start Given text

11. In one such similar case of VINODRAI AMRUTLAL ADHVARYU v. SAVARKUNDLA NAGAR PALIKA in Special Civil Application No. 2765 of 2000, this Court (Coram : H.K. Rathod, J.) has passed interim order on 10th April, 2000. The observations made by this Court which are relevant and material for the purpose of the present matter are reproduced as under:

“Considering these aspects of the matter, under the provisions of the ID Act, 1947, there are only two remedies one is that of prosecution and the another is recovery. Except that, there is no machinery provided under the ID Act, 1947 for implementation of the award or order passed by the Labour Court or the Industrial Tribunal. Therefore, considering this aspects, two States of this Country namely State of Andhra Pradesh and State of West Bengal have carried out amendment in the Statute Book by introducing section 11B in the main Principal Act, has given power to the labour court or the Industrial Tribunal to execute its award by decree. The State of Andhra Pradesh has amended and inserted section 11B as under:

’11.B Power of the labour court or tribunal to execute its award by decree.

end Given text
start Input rows

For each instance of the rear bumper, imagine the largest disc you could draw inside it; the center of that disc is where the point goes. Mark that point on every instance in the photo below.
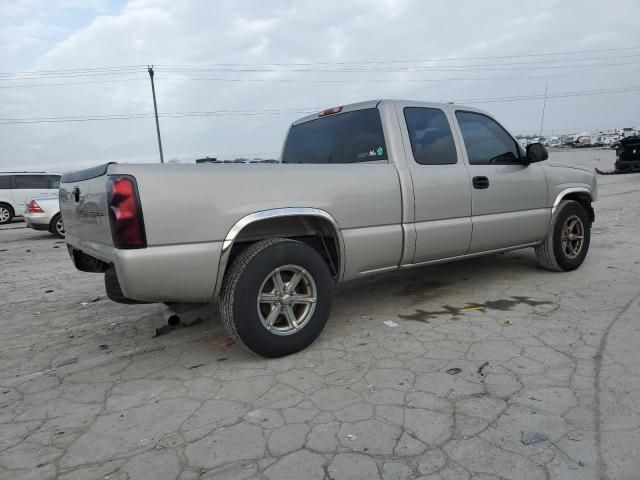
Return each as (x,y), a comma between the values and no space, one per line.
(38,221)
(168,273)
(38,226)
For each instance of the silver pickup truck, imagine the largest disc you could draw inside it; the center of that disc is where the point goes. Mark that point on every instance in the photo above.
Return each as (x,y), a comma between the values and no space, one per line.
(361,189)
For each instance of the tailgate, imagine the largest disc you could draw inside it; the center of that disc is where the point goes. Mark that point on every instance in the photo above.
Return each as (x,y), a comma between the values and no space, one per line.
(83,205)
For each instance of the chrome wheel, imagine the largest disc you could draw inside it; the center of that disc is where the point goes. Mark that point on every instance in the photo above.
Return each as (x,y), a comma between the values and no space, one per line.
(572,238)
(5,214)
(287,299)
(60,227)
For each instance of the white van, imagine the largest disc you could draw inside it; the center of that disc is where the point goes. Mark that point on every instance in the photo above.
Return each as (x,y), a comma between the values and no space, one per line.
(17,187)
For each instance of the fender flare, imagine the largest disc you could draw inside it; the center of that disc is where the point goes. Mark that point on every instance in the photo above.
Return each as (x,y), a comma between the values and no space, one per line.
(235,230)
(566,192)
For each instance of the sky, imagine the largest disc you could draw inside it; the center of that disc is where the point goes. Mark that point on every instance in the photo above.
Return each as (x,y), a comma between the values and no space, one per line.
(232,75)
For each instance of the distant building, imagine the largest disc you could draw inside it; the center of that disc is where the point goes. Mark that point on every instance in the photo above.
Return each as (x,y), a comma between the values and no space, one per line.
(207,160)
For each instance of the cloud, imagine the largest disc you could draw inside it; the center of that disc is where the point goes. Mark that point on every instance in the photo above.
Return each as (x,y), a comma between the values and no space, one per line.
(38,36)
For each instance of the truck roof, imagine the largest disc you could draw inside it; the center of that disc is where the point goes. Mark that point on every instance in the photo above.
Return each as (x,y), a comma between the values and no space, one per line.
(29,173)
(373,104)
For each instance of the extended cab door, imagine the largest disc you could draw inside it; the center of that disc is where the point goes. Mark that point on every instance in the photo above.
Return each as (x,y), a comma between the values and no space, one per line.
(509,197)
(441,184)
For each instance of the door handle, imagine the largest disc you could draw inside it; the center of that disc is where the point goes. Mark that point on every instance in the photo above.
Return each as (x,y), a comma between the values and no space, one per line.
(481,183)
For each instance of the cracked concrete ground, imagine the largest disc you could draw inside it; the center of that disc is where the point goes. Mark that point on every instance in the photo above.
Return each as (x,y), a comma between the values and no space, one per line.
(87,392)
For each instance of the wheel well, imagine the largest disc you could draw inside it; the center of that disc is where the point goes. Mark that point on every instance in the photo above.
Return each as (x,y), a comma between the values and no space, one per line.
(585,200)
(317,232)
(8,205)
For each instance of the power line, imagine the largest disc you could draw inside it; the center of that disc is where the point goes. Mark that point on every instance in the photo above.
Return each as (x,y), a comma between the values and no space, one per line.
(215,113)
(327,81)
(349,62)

end Input rows

§ **Jobs**:
• 1. Say whether each statement agrees with the court excerpt, answering yes or no and quoting the words of the excerpt that decide it: (a) the interim order in Special Civil Application No. 2765 of 2000 was passed on 10th April, 2000; (b) the ID Act, 1947 provides a machinery for implementing awards of the Labour Court; (c) three States amended the Statute Book by introducing section 11B.
• 2. List every line of the rows that contains the word "wheel".
The court excerpt and the rows have no connection to each other.

§ **Answers to the tasks**:
• 1.
(a) Yes: "has passed interim order on 10th April, 2000"
(b) No: "there is no machinery provided under the ID Act, 1947 for implementation of the award or order passed by the Labour Court or the Industrial Tribunal"
(c) No: "two States of this Country namely State of Andhra Pradesh and State of West Bengal have carried out amendment in the Statute Book by introducing section 11B"

• 2.
For each instance of the chrome wheel, imagine the largest disc you could draw inside it; the center of that disc is where the point goes. Mark that point on every instance in the photo above.
For each instance of the wheel well, imagine the largest disc you could draw inside it; the center of that disc is where the point goes. Mark that point on every instance in the photo above.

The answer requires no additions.